» SUPPLIED MATERIAL:

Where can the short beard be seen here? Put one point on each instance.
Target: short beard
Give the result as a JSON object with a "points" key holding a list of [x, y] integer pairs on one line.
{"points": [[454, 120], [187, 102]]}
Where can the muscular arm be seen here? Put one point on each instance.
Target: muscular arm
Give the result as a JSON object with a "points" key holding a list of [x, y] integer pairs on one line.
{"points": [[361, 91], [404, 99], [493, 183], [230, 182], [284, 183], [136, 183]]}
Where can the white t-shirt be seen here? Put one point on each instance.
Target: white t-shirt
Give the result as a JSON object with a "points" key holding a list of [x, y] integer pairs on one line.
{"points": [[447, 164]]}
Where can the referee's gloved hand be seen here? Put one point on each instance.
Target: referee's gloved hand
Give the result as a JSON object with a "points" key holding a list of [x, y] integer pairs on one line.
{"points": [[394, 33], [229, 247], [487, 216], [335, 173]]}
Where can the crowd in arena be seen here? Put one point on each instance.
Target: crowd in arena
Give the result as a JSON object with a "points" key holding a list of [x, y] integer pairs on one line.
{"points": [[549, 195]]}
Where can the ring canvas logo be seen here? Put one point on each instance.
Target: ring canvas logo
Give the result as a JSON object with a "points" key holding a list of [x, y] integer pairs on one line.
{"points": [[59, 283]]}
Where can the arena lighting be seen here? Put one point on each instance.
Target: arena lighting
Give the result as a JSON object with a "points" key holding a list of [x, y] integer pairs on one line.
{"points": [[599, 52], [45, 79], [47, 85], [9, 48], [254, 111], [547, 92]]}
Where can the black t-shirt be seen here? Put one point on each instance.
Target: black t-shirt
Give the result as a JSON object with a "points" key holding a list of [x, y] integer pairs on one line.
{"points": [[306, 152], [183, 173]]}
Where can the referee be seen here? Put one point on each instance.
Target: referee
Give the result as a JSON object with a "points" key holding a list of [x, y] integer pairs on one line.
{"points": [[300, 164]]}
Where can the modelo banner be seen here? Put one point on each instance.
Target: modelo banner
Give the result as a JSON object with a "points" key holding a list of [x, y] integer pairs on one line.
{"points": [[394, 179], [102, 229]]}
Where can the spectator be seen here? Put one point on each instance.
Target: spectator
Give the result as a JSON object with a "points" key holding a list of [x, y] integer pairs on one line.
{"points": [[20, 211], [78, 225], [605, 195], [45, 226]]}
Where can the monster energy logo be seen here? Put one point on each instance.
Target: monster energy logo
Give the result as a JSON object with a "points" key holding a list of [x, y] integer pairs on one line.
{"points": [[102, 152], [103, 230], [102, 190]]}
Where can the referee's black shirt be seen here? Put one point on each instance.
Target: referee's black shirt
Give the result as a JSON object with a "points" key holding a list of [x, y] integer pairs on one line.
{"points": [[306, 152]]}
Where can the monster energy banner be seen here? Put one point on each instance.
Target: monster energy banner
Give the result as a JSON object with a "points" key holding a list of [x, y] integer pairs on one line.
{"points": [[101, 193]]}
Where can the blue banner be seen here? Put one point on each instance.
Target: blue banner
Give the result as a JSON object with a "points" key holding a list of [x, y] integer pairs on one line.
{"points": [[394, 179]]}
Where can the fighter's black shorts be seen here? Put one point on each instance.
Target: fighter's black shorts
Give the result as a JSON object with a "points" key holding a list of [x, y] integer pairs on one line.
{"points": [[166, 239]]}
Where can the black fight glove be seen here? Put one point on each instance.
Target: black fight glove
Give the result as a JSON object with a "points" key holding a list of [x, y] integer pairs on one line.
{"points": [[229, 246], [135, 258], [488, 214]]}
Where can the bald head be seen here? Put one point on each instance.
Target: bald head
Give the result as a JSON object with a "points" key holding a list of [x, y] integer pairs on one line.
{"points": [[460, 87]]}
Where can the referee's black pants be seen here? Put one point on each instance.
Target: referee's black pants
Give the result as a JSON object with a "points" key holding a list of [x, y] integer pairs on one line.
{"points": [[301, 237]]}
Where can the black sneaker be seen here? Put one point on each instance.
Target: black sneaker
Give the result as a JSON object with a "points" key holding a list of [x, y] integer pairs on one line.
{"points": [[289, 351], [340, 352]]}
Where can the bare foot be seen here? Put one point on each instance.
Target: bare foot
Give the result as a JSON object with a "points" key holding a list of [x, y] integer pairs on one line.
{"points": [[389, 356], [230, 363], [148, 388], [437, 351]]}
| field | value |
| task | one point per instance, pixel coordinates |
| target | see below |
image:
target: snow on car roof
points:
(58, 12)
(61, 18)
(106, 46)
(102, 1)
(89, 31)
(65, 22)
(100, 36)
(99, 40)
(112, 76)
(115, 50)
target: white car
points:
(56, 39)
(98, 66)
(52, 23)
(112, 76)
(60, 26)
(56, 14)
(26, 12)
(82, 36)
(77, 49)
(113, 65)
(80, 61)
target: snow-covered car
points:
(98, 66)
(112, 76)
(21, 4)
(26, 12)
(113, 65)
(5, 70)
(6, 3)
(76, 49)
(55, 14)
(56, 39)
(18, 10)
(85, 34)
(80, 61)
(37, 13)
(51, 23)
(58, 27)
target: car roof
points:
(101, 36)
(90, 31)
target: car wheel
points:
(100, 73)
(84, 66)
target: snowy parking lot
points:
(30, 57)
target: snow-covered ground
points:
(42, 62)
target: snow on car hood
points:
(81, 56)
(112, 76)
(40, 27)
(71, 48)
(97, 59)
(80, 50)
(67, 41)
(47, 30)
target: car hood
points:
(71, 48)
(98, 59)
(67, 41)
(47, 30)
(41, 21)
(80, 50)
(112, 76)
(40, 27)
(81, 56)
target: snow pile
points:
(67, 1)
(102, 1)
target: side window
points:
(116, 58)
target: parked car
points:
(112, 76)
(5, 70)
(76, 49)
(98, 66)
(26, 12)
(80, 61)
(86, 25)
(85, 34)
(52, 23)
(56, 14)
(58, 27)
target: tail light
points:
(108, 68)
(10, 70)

» WHAT YOU SHOULD DO: Pick out the lines above containing the word "ring", then copy them.

» OUTPUT FOR THIS TASK:
Where can the ring canvas logo be seen here? Put one point on each instance.
Target: ring canvas logo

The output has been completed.